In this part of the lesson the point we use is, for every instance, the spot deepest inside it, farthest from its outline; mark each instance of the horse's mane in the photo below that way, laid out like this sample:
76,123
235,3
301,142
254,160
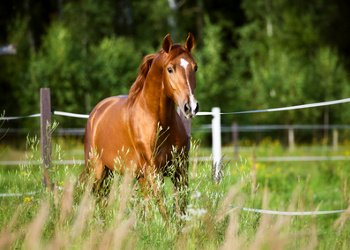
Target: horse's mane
145,67
141,77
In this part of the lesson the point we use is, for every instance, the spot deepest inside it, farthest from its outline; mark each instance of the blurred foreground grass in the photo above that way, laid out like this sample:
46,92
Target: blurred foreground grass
71,218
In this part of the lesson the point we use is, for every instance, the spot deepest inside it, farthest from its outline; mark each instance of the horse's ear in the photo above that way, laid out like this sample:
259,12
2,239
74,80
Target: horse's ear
189,44
167,43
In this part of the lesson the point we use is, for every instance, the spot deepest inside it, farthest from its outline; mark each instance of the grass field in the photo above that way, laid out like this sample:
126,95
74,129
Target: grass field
72,219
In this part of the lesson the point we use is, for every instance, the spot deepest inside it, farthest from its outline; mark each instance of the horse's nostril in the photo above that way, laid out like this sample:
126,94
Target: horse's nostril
187,108
196,109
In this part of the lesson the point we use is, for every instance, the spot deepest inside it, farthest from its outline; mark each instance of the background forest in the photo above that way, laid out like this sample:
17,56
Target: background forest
252,54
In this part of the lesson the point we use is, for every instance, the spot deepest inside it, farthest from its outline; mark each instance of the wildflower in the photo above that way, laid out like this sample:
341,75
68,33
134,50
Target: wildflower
27,199
196,195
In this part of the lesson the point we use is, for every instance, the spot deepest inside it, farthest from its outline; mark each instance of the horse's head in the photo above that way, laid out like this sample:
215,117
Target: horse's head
179,78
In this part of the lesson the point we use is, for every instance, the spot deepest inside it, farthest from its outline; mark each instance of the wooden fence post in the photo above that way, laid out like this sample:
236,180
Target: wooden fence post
291,142
335,139
216,143
45,133
235,140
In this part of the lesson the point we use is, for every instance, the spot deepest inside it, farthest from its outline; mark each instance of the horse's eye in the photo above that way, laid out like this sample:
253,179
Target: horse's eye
170,70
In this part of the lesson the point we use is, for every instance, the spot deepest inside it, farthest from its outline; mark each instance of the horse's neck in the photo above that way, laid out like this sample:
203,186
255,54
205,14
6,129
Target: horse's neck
156,101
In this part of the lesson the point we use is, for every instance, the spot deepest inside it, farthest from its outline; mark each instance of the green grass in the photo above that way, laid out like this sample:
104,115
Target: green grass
75,220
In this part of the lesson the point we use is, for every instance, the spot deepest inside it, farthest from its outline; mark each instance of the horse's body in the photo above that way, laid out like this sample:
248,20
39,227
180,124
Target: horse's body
140,131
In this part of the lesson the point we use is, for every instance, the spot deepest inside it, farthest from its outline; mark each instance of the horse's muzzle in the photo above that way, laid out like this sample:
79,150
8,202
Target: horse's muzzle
191,108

Your objective
Copy all the entries above with every "horse's" changed to "pony's" and nothing else altered. Leave the pictures out.

Response to the task
In this part of the lesson the point we use is, for every instance, the spot deepest inside it, farthest from its outline; mark each instance of the pony's mane in the photo below that way, laid out like this sample:
76,123
235,3
301,142
254,160
Target: pony's mane
145,67
141,77
In this part of the lesson the point we use is, for every instance, the spot deepest inside it, farthest from its outline; mark each instance of the blurred foreground grass in the photo above that way, laid out like this sample:
46,92
Target: blurred foreground grass
71,218
In this part of the lesson the point we use is, for every instance, the spot deepest inside it, farthest from its outline; mark each instance of the pony's ear in the photo above that way, laid out like this sample:
259,12
2,239
74,80
Target: pony's ear
189,44
167,43
In this part of the lesson the point we use is, for every instance, the spot deepest inside it, farthest from its outline; mark each instance of the grass field in the photo above that way, laid out like this sample:
126,95
74,129
Target: grass field
72,219
In this part of the lesson the point we use is, for every instance, the spot deepest inside it, farthest from its outline; mark each instance of the pony's nostril in the photo above that way, laid out like this sample:
126,94
Target: pony's nostril
187,108
196,109
In this part of the lesson the point we use is, for every instance, the spot deepest inside it, farthest from its outline; mark each instance of the background forest in the photo above that way, laid out like this sample:
17,56
Target: background forest
252,54
In this part of the lesson the point we use is, for every instance, the spot deepest inside it, farthest from its outline; mark each instance of the wildflower in the photo above that way, laid out like this sample:
341,75
68,33
134,50
Target: wildflower
27,199
196,195
In this part of the lesson the point we use is, for every instance, the spot deepest inside it, farthest from its outline; mark each instance of the pony's head in the photo above that way, laid out like this sample:
215,117
Target: pony's head
179,78
In this part of the lesson the point we use is, for every instance, the spot deepest inside it, farthest from its outline; mark each instance of the wooden fence post in the photo above that way, laid out like this sample:
236,180
Target: wooden fence post
291,142
335,139
216,143
45,133
235,140
In this part of the lesson the point we use is, for every instance, the spot deepest inside it, farthest from its outline; mark each instance of the pony's eye in the photo above that way, laid out like this sample:
253,179
Target: pony's eye
170,70
In this part of the lesson the point we use is, for every instance, the spot deepest inside it, farthest from its outline; mark each instance of the pony's neck in the photo above that way, laid out like this sample:
203,186
255,54
205,14
6,129
Target: pony's neck
156,101
In this part of the lesson the point we use is, for every instance, the spot deepest inside it, farthest from its outline; mark each instance of the green grass in the photo above that way, laid out like this sample:
104,115
Target: green grass
75,220
In this part of the lesson the point we use is, for every instance, the spot deepest inside it, farthest from its outline; mark each instance of the pony's body in the photo above that way, laid out like this sample:
248,20
39,227
180,124
Target: pony's body
140,131
In this part of the lesson the point we use is, for every instance, the spot deepest inside it, farthest from its outline; mark each instance of the pony's muzzle in the photo above that way, laid out like this sample:
79,150
8,202
Target: pony's muzzle
191,108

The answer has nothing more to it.